• _What is being asked_
Give back, unchanged, each line from the one containing "Keypoint rule: one marker on every instance of the toiletry" through the last line of the entries below.

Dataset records
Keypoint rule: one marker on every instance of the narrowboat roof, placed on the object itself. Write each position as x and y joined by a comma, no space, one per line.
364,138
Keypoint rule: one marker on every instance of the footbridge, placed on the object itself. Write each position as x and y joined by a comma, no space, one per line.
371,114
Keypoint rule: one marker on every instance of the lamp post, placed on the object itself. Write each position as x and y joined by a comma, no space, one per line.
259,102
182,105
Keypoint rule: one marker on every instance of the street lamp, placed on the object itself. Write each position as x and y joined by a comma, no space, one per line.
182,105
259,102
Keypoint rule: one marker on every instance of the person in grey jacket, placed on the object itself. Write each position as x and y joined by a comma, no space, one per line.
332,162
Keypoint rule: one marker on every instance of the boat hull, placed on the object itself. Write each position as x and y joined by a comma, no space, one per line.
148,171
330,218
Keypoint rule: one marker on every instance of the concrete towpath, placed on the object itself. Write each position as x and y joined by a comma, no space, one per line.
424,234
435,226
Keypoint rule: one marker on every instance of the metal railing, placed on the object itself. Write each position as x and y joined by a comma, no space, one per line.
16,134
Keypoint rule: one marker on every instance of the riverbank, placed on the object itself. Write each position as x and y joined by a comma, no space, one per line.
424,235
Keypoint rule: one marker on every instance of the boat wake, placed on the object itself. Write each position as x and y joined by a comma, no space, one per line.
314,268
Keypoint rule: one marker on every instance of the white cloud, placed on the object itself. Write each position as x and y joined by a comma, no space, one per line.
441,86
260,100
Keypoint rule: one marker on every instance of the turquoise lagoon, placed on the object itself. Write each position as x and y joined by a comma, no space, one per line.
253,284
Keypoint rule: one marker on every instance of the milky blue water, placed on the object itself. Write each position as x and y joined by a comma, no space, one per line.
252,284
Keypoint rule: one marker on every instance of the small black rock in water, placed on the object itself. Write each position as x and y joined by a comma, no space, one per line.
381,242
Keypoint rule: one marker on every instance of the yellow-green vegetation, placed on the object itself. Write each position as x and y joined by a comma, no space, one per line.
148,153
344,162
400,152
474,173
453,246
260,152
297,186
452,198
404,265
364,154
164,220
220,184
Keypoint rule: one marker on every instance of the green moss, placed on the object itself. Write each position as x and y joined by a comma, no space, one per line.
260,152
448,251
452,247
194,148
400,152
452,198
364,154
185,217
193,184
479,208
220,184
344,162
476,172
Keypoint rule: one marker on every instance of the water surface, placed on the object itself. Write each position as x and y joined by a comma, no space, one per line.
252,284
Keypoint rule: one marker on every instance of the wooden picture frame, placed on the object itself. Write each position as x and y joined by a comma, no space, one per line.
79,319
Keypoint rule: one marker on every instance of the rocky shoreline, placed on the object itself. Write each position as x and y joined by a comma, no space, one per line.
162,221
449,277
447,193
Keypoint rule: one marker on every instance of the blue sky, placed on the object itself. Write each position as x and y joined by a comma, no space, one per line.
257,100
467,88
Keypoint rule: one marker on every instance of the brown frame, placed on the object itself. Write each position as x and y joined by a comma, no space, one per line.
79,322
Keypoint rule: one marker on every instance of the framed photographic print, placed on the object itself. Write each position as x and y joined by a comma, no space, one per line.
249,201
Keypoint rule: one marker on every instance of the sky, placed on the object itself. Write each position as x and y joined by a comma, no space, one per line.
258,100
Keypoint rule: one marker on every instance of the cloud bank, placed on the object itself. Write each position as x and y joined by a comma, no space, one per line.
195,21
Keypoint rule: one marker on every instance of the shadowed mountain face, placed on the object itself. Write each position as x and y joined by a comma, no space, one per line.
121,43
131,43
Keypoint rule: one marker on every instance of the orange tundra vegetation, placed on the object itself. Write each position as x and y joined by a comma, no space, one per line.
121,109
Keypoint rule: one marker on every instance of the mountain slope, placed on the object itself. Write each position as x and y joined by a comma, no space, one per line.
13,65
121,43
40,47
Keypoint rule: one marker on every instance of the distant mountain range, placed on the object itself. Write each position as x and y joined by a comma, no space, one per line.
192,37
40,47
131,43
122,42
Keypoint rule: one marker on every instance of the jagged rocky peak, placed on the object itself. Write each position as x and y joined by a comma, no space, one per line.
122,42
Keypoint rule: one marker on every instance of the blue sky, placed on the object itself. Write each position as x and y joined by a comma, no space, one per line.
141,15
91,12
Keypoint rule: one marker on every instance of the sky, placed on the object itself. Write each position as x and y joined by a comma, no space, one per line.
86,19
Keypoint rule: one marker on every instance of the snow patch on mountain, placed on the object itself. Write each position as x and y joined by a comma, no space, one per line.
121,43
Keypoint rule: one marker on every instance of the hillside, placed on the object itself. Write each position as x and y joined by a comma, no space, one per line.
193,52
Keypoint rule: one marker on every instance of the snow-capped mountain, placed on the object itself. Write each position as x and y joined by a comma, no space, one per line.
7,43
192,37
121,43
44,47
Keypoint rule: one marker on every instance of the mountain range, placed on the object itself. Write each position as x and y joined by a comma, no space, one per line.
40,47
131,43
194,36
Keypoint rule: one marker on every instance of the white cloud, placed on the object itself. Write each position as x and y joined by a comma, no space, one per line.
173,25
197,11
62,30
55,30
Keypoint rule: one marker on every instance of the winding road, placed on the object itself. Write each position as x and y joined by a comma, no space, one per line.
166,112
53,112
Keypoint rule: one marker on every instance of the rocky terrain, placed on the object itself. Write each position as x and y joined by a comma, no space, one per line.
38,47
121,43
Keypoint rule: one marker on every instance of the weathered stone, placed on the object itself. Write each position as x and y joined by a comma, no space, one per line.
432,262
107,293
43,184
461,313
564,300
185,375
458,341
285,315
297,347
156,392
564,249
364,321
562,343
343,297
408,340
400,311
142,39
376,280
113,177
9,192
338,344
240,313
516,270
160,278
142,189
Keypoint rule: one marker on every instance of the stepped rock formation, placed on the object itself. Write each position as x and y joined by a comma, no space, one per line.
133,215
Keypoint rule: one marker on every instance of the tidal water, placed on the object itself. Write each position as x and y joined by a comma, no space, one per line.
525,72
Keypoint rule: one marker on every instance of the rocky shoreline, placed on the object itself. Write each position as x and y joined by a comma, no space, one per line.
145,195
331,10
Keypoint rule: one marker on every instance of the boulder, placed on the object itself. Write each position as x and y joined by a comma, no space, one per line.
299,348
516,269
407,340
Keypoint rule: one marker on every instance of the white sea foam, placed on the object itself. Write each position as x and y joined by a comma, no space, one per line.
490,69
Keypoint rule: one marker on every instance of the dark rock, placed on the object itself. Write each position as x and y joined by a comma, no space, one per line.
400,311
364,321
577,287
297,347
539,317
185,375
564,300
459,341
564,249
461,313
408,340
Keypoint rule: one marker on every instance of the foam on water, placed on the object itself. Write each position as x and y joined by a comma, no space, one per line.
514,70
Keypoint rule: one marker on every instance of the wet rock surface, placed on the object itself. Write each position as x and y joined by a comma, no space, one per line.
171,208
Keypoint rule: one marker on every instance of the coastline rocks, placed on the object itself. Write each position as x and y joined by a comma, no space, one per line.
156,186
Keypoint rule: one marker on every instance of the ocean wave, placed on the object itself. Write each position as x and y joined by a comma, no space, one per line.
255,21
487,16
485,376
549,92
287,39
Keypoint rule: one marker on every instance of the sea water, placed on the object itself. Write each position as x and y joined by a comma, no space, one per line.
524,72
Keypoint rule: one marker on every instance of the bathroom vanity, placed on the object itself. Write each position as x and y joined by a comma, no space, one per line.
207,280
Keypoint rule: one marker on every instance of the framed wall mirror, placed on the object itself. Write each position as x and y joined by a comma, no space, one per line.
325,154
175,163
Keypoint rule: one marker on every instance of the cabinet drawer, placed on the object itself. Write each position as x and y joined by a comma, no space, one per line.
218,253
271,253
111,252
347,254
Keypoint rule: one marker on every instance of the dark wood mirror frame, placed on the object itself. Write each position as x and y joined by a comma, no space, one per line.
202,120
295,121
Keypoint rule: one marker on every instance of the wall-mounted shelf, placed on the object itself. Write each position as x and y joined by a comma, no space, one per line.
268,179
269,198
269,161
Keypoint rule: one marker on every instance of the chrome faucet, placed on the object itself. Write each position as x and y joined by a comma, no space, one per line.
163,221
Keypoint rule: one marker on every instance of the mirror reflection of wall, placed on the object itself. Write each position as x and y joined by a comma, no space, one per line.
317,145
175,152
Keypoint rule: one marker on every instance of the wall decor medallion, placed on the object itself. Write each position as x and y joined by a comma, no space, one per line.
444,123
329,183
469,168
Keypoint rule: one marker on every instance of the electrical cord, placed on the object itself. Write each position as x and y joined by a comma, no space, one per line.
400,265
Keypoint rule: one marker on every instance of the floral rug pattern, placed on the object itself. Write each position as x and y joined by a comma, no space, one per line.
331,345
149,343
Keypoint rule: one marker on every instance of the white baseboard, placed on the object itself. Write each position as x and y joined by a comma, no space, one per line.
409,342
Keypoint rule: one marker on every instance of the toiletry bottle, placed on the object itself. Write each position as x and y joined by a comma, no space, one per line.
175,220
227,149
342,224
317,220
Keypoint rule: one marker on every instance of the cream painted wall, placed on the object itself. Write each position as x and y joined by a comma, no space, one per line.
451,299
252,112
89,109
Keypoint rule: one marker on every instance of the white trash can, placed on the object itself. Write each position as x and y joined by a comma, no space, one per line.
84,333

• _Reply_
Keypoint rule: one marker on every instance of the toiletry bottle, placed on the object itself. Write each position as x and y joined by a comma, no space, one per line.
175,220
227,149
342,224
317,220
Keypoint rule: one marker on every instance of the cream painted wall, placed on the object itself. Write each position as x and y joined by a comma, no space, one per line.
451,299
252,112
89,109
Keypoint rule: one marker on every instance of the white trash can, placed on the object itself. Write each position as x and y joined by a comma, no space, one per line.
84,333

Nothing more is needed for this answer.